━━ Extracted text
Saturday was the big day - Molly looked absolutley beautiful! The day went off without a hitch and it was the party of the year!! I am so excited for the two of them as they start this special journey.

I will download a few pictures that I took from my camera later. If anyone else has any - please send them onto me at sarah_parish@msn.com. I would greatly appreciate it (Rowell...this means you!)

Friday, February 15, 2008

Sick on Valentine's Day

Bless my husbands heart - he means so well. Yesterday was Valentine's Day, the night before Parish got his present - HDTV in our living room on our big screen TV, I was feeling a little under the weather, but nothing a little cold medicine couldn't cure I thought... Boy, was I wrong. I went into the clinic and I found that I had a sinus infection, a fever and bronchitis! Ugh. They sent me home with a RX and away I went. I woke up, on Valentine's Day, thinking that I was going to go to work. I shot that idea down right away when my head felt like it was going to explode!
━━━━
━━ Raw data
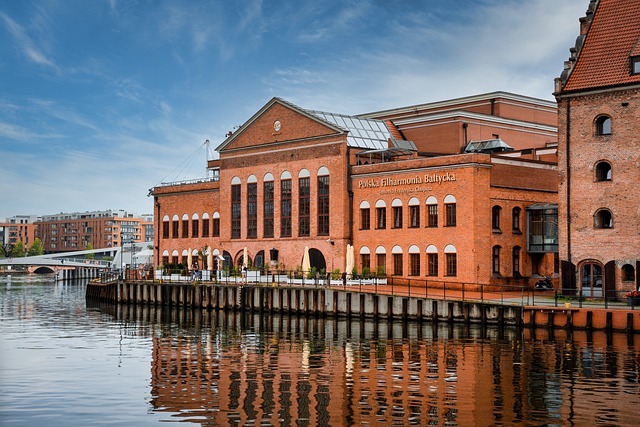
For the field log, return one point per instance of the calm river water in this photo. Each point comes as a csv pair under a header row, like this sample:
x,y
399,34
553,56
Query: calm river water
x,y
68,363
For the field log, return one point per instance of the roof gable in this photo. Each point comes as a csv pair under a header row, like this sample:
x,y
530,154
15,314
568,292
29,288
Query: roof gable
x,y
610,42
279,121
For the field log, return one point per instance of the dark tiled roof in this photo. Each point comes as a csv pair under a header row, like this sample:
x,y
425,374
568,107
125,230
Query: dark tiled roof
x,y
612,39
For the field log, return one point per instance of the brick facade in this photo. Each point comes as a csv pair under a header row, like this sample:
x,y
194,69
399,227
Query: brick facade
x,y
598,98
302,145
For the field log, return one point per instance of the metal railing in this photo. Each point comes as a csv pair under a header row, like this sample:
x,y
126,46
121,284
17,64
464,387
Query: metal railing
x,y
389,285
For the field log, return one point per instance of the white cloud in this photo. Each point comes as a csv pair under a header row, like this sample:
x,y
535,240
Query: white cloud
x,y
25,44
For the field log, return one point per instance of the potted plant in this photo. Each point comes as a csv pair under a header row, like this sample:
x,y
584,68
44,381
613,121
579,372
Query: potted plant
x,y
633,298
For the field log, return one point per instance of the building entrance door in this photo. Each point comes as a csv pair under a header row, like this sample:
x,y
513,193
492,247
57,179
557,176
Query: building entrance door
x,y
591,280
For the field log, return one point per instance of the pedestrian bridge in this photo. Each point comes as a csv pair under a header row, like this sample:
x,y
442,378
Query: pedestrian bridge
x,y
115,257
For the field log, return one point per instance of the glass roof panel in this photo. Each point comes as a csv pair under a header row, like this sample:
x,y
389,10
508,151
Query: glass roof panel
x,y
363,133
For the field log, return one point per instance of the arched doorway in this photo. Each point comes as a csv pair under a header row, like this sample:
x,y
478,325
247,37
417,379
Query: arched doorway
x,y
316,259
591,279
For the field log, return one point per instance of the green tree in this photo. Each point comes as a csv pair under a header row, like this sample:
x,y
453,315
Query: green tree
x,y
36,248
18,250
89,256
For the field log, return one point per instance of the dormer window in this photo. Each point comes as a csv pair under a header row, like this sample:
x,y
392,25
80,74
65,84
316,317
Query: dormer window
x,y
635,65
603,125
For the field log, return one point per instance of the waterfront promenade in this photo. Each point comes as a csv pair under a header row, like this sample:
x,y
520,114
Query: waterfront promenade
x,y
386,300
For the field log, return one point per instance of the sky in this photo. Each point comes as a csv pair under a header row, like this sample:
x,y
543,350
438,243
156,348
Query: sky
x,y
101,100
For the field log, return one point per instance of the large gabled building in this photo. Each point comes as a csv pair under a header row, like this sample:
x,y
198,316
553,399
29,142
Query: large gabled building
x,y
598,98
455,208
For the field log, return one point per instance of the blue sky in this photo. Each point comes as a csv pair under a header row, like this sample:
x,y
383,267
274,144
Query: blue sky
x,y
101,100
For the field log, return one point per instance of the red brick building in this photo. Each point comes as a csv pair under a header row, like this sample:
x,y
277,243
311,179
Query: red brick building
x,y
455,208
598,98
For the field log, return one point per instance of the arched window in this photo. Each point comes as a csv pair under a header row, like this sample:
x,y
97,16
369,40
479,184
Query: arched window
x,y
452,260
205,225
396,205
450,211
515,219
603,219
195,225
323,201
414,212
414,260
628,273
591,279
381,214
165,227
185,226
432,211
236,207
603,171
495,218
496,260
432,260
603,125
175,226
268,199
381,261
396,251
365,260
216,224
365,215
515,261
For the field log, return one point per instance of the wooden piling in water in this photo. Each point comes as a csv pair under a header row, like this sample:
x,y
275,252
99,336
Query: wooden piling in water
x,y
348,303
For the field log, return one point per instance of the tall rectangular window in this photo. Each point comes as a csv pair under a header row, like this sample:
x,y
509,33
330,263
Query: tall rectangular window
x,y
414,213
185,228
496,260
381,264
515,219
432,213
414,259
366,262
450,212
397,217
216,227
397,264
236,211
495,217
433,264
304,207
268,209
176,229
365,220
381,218
252,210
323,205
285,208
452,265
205,227
195,227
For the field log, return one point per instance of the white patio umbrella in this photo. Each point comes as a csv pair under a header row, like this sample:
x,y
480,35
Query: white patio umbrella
x,y
349,260
209,258
146,254
306,262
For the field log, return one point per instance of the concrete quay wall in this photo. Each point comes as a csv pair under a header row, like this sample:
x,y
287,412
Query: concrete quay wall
x,y
345,303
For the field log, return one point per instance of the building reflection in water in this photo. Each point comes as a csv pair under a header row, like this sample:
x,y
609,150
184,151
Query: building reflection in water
x,y
217,368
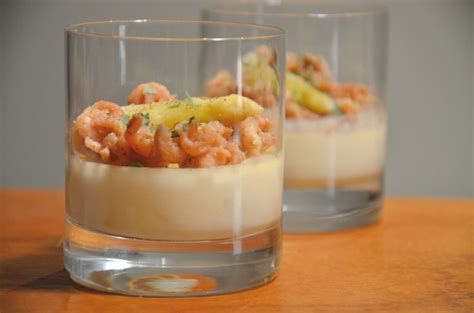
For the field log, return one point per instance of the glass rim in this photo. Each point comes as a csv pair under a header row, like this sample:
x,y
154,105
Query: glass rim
x,y
73,29
368,10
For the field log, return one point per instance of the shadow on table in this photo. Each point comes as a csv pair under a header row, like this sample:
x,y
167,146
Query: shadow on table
x,y
40,271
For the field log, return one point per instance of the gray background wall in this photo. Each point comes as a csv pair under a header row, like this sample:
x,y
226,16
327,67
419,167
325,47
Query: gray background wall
x,y
430,89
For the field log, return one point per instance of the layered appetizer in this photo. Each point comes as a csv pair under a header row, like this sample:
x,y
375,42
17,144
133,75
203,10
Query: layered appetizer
x,y
163,168
334,132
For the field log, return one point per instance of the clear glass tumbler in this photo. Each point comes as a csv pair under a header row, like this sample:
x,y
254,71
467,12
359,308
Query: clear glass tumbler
x,y
335,126
173,188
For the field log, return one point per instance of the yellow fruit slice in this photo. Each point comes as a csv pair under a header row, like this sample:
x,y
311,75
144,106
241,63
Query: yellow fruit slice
x,y
228,110
306,95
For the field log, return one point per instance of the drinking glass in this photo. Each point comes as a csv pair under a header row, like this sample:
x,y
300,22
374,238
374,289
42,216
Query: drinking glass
x,y
172,189
335,126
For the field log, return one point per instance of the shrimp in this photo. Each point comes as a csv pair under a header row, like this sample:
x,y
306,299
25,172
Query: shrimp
x,y
140,137
168,147
214,157
96,123
118,148
255,135
222,84
148,93
198,140
236,155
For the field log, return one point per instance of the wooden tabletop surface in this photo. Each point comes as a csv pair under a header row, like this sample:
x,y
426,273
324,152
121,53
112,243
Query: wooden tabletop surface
x,y
420,258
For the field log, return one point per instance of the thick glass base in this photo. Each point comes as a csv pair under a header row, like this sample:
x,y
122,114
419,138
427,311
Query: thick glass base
x,y
317,210
170,269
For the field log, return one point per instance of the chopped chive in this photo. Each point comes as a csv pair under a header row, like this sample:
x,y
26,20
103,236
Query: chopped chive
x,y
126,120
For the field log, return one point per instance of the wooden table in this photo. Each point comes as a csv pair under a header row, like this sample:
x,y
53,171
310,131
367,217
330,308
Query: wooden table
x,y
420,258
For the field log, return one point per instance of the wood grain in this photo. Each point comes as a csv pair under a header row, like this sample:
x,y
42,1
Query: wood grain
x,y
420,258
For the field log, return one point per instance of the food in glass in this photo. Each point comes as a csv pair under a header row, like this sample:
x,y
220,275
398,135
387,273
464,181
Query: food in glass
x,y
171,192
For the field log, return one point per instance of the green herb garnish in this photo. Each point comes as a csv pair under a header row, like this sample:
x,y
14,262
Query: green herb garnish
x,y
126,120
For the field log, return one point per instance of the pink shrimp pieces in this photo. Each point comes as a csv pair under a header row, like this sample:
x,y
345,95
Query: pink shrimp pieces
x,y
140,137
96,123
255,135
209,145
168,147
148,93
222,84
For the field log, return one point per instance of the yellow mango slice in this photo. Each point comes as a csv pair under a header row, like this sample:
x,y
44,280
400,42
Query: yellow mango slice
x,y
306,95
228,110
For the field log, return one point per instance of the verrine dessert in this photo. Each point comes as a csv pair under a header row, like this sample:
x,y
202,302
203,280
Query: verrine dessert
x,y
339,128
335,124
171,190
140,170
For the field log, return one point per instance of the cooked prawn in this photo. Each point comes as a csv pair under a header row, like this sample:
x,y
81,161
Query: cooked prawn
x,y
199,139
96,123
148,93
214,157
255,135
168,147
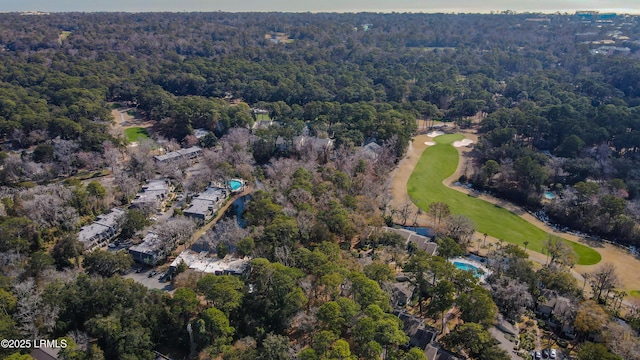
━━━━
Exercises
**A.** According to the blog text, what did the clinic find the writer had?
**B.** Print the portion of the blog text starting with "Saturday was the" and going on through "(Rowell...this means you!)".

Solution set
**A.** A sinus infection, a fever and bronchitis.

**B.**
Saturday was the big day - Molly looked absolutley beautiful! The day went off without a hitch and it was the party of the year!! I am so excited for the two of them as they start this special journey.

I will download a few pictures that I took from my camera later. If anyone else has any - please send them onto me at sarah_parish@msn.com. I would greatly appreciate it (Rowell...this means you!)